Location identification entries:
══════

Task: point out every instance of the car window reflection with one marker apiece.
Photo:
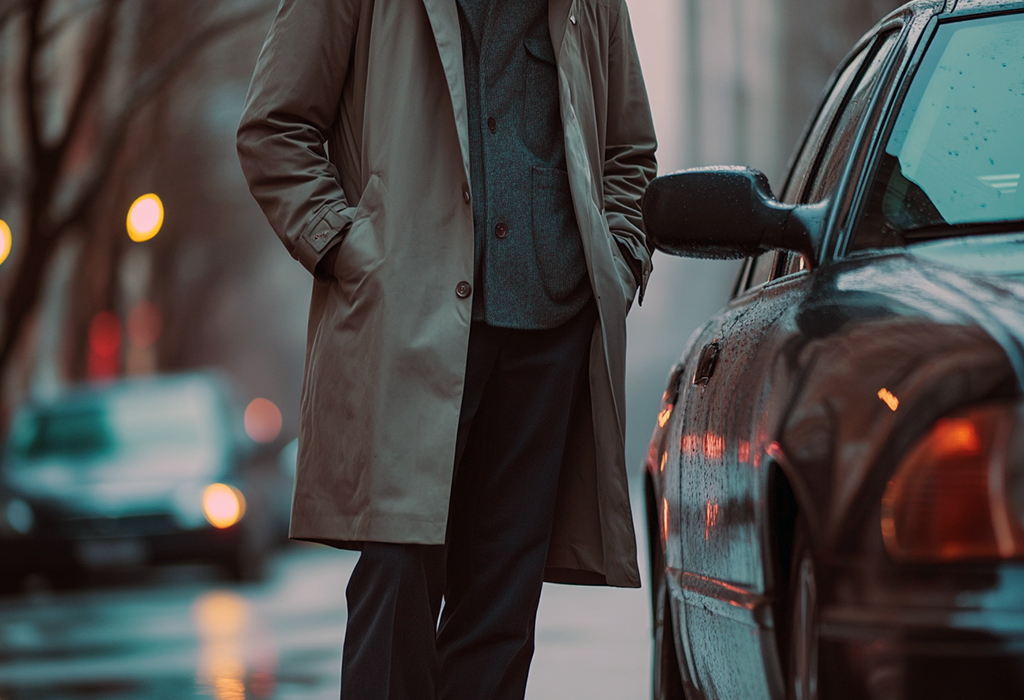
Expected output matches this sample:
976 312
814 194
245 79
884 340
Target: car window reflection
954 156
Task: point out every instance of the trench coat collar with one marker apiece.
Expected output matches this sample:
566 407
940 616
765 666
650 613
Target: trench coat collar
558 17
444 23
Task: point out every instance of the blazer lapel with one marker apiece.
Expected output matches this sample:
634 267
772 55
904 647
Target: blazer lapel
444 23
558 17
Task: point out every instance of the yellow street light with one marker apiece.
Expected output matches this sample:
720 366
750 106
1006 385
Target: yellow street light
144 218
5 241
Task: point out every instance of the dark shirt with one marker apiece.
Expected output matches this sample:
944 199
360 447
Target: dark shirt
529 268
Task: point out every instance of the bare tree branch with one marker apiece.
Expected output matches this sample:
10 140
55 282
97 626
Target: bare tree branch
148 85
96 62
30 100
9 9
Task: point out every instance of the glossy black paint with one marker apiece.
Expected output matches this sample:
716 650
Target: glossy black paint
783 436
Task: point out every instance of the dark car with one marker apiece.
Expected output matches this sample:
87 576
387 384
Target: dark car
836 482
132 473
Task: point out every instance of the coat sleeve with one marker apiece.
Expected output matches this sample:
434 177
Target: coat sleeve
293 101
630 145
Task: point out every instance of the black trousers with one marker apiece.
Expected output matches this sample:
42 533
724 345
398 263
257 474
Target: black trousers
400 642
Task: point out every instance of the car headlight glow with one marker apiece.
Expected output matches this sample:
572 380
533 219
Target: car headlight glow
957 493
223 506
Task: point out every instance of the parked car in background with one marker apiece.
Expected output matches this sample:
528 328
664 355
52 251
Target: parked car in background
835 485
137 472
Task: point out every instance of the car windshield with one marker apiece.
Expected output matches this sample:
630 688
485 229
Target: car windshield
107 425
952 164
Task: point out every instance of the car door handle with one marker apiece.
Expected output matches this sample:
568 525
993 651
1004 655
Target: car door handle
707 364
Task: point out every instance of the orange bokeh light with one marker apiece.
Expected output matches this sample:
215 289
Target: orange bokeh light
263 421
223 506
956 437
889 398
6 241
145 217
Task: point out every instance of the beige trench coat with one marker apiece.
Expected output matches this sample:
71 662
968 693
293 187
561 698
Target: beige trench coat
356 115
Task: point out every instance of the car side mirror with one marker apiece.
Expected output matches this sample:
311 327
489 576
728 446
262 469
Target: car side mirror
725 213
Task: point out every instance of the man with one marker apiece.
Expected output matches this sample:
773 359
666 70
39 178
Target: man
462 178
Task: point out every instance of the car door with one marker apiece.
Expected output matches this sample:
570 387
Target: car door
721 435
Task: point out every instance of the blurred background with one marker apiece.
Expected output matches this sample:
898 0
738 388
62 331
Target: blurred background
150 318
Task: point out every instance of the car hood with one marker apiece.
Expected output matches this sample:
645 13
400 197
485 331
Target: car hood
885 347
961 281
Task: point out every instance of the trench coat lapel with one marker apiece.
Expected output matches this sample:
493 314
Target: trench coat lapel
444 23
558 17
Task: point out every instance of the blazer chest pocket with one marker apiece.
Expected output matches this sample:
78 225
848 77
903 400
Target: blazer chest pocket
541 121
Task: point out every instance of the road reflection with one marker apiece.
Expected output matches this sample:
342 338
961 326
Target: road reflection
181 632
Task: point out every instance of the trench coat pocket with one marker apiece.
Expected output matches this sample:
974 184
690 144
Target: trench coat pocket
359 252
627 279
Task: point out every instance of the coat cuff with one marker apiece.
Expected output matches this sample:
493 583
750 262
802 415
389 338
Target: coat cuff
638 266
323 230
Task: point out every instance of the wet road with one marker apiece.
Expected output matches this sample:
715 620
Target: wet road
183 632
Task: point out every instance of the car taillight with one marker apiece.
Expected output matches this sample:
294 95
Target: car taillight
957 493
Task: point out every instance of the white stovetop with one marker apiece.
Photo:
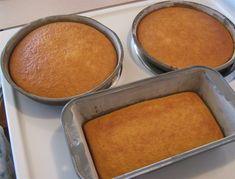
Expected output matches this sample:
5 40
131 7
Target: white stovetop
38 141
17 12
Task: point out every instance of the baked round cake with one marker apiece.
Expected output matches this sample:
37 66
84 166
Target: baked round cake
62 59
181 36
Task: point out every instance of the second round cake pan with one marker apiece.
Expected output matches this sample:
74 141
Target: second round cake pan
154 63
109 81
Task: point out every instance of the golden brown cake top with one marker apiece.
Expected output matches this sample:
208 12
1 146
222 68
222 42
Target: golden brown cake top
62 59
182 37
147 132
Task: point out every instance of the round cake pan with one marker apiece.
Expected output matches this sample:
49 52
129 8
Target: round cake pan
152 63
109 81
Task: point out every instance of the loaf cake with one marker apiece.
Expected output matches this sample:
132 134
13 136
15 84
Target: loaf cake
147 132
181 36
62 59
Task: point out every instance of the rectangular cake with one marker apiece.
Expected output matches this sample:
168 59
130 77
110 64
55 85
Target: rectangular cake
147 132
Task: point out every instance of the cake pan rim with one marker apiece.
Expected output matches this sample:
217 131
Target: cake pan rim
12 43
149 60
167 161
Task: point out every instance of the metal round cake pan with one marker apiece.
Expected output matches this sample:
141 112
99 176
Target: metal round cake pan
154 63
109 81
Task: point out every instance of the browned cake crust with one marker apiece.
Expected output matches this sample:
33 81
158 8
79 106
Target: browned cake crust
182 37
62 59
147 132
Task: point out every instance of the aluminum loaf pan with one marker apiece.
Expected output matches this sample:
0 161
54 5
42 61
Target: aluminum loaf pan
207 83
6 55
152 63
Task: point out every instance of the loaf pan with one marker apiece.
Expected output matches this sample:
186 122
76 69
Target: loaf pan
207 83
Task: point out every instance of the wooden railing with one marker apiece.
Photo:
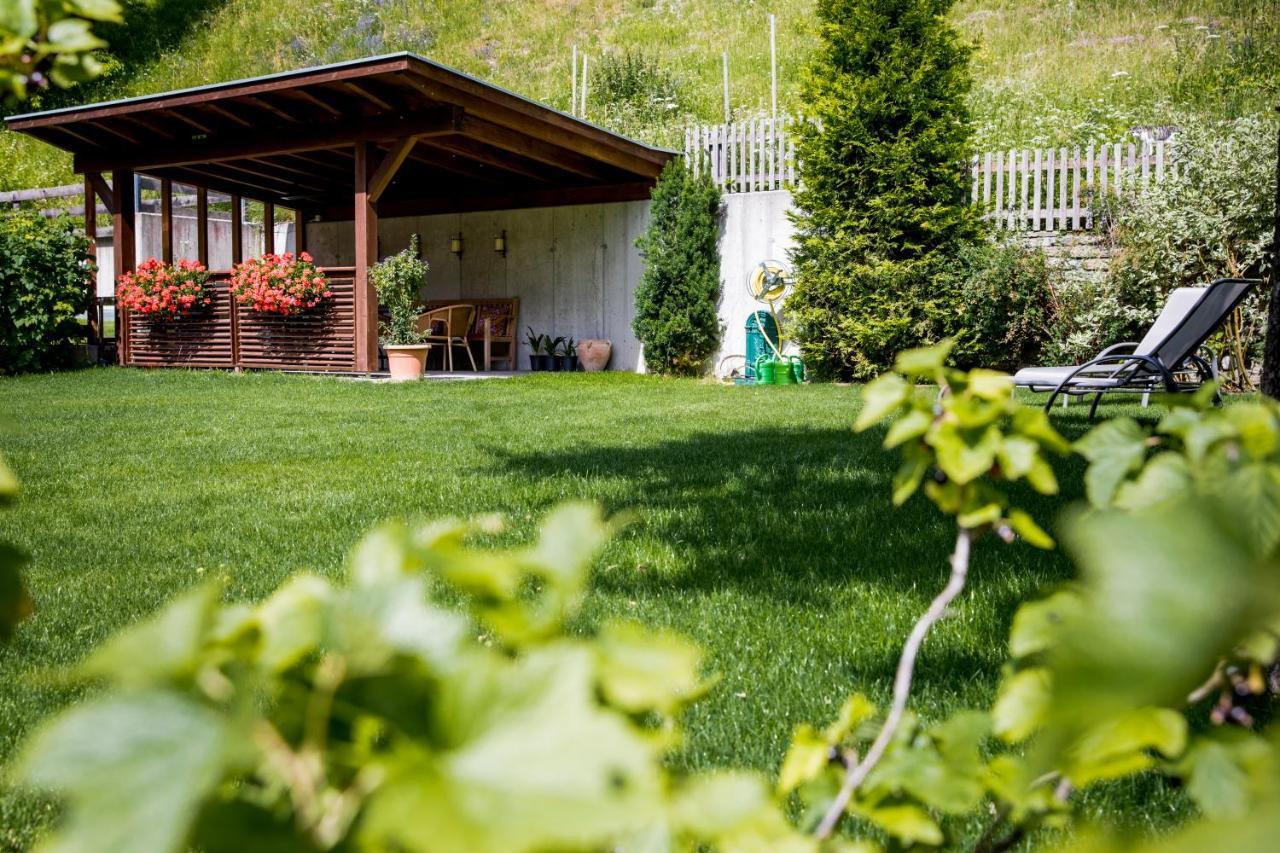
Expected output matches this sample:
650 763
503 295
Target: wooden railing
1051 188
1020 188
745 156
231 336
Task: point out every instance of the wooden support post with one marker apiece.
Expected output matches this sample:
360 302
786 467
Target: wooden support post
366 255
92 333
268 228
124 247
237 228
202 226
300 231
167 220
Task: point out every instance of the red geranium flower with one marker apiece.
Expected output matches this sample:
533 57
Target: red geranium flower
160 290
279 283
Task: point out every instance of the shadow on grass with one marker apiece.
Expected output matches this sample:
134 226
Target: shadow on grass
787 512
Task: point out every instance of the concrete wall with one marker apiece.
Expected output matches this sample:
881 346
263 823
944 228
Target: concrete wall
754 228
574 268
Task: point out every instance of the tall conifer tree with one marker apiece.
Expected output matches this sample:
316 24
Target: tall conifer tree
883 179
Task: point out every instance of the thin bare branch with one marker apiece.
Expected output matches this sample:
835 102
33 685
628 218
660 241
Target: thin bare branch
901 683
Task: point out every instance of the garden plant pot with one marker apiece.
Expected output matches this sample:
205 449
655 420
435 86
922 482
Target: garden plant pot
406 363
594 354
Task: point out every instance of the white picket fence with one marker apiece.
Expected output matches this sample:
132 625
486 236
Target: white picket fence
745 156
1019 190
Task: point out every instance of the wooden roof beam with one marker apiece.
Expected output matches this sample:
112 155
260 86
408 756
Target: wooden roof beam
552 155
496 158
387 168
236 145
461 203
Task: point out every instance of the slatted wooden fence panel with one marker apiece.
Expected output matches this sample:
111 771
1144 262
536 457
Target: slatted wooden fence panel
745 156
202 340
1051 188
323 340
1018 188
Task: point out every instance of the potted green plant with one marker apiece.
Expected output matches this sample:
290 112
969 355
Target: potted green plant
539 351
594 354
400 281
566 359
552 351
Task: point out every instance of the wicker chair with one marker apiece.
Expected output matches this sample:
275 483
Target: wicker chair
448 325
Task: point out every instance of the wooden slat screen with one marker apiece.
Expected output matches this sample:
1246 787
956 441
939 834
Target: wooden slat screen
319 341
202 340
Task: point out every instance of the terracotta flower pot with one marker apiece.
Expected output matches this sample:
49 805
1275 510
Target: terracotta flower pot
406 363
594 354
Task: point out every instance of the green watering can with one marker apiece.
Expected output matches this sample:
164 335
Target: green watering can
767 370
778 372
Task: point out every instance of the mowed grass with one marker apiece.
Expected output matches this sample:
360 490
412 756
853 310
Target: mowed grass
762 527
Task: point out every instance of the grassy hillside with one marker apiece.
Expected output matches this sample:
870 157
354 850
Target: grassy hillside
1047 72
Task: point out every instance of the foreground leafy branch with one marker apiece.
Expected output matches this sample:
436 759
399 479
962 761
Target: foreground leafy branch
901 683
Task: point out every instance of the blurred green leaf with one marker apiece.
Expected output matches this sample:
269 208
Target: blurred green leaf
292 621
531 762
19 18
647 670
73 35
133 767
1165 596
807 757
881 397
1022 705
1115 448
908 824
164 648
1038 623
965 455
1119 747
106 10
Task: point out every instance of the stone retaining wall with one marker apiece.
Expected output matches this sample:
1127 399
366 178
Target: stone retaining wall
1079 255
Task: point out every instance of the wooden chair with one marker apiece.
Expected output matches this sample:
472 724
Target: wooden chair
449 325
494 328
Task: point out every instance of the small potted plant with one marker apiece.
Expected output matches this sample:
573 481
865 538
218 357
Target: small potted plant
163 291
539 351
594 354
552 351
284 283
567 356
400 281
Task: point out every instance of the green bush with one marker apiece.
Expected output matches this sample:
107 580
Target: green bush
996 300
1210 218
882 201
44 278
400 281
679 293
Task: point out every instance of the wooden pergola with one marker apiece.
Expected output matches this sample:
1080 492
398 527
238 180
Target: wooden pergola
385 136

══════

▸ **Task brief**
Every line from the one containing "Task: point out every instance of the wooden chair" through the last line must be copied exactly; leave out the rest.

▸ **Completed task**
Task: point out every instance of the wooden chair with one marker apiece.
Expected output matches this sample:
472 724
Target: wooden chair
449 325
494 328
Task: point out every instance of the small potted plant with one marker apiece.
Expected output matches this sample:
573 481
865 538
218 357
Target: small potted plant
163 291
539 351
594 354
552 351
284 283
567 356
400 281
Task: point out every instance of the green bush with one marker apiece.
Expected output matches this sample:
107 580
Target: green bush
996 300
1210 218
882 201
44 278
400 281
679 293
Task: point out every instance of the wooden pergola with one marker apiece.
Expected output matches this sample:
1080 492
398 527
238 180
Target: wooden pergola
385 136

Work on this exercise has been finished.